* **YOUR TASK**: Transcribe every line of the material below exactly, leaving out the pictures.
• • • •
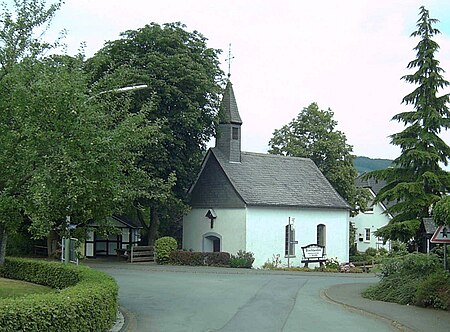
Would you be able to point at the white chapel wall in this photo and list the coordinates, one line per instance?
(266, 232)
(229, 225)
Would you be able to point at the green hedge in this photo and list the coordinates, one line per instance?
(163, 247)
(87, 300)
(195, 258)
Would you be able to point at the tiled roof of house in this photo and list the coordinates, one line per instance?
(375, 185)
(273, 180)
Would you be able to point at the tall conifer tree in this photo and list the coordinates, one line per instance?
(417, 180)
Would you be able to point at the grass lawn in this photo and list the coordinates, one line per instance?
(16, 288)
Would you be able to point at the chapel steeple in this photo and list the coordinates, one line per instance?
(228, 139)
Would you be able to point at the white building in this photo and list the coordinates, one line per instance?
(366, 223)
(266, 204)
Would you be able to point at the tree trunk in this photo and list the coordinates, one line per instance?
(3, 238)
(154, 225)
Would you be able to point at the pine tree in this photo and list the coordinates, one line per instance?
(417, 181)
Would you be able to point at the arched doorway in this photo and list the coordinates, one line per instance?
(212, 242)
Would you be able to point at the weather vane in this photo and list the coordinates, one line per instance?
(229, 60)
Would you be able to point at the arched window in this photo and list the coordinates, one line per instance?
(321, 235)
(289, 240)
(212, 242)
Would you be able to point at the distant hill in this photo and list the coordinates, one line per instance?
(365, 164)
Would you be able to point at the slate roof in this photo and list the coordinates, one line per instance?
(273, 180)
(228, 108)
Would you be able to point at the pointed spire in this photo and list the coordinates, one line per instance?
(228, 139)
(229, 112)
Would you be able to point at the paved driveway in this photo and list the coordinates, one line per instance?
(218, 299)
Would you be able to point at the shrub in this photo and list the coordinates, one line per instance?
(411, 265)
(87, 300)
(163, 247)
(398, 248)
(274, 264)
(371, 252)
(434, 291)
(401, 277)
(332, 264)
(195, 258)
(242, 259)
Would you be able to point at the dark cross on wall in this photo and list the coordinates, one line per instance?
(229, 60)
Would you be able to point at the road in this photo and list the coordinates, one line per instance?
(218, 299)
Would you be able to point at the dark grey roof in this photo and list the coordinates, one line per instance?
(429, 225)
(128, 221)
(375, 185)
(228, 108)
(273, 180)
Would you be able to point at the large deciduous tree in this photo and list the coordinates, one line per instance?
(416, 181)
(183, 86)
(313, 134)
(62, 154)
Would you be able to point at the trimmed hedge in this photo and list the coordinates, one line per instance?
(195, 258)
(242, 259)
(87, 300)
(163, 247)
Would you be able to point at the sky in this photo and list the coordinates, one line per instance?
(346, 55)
• • • •
* **EXERCISE OUTPUT**:
Would you be able to point at the white chapel wall in this photo and list the coordinates, one line per instance?
(266, 232)
(229, 225)
Would you be able to point at the green hedge in this photo and list the coordinates, one line per instance?
(163, 247)
(87, 300)
(195, 258)
Would you be able to point at the tiled roof of house in this photo and list the coordinates, one line per instance?
(375, 185)
(273, 180)
Would you be able to point at the tall conifer tree in this photo and list the coordinates, one line per instance?
(417, 180)
Would you be able to point at the grass lawn in this photo and list the coordinates, one line per instance?
(16, 288)
Would you be able to point at the chapel steeple in this photo and list the coordinates, one line per instance?
(228, 139)
Would you be able to point at the white building in this photo and list the coordinates, one line per instance?
(366, 223)
(266, 204)
Would you be able to point at the tree trunk in this photo and list the coordinates, one line per instance?
(3, 238)
(154, 225)
Would you be able to point at the pine tree in this photo and list the coordinates, one line per instance?
(417, 181)
Would you be able to point at the arched doorway in this photo and list the coordinates, one line per instance?
(212, 242)
Would you be able to point at the weather vane in this photo and list the coordinates, one line per instance?
(229, 60)
Would you be able to point at the arched window in this photo and list the coordinates, one line per instance?
(321, 235)
(289, 240)
(212, 242)
Would you be able to point at the distant hill in this photo and list the coordinates, one line per instance?
(365, 164)
Would you be able to point at the slate roof in this photo and list the coordinates, one line per instance?
(273, 180)
(228, 108)
Would you be able to point at the pointed spire in this photo and list the coordinates, one line per instance?
(228, 139)
(229, 112)
Would you be able to point at the paved driveway in this photo and list the coordinates, one line per instance?
(218, 299)
Would you be able to point at the shrub in this photo and list the coordinates, one line per instance?
(411, 265)
(87, 300)
(163, 247)
(398, 248)
(274, 264)
(371, 252)
(434, 291)
(401, 277)
(332, 264)
(195, 258)
(242, 259)
Would you be able to point at the dark cross on wall in this photo and list the coordinates, one line per instance?
(229, 60)
Would you be able to point at the road in this photo and list the coordinates, one line per instance?
(218, 299)
Would you be able to point at the dark grey roof in this photo and list the coordinates, one line per instance?
(429, 225)
(128, 221)
(375, 185)
(228, 108)
(273, 180)
Would you be able to point at the large deciduous tree in this photo and list the coordinates, one line per instance?
(416, 181)
(183, 86)
(313, 134)
(62, 154)
Would you be able to point at the trimmed hedge in this photo and list the coordinates, one line per instance?
(195, 258)
(242, 259)
(87, 300)
(163, 247)
Would you be able to point at the sky in this photo and list the coordinates, one line per instance?
(346, 55)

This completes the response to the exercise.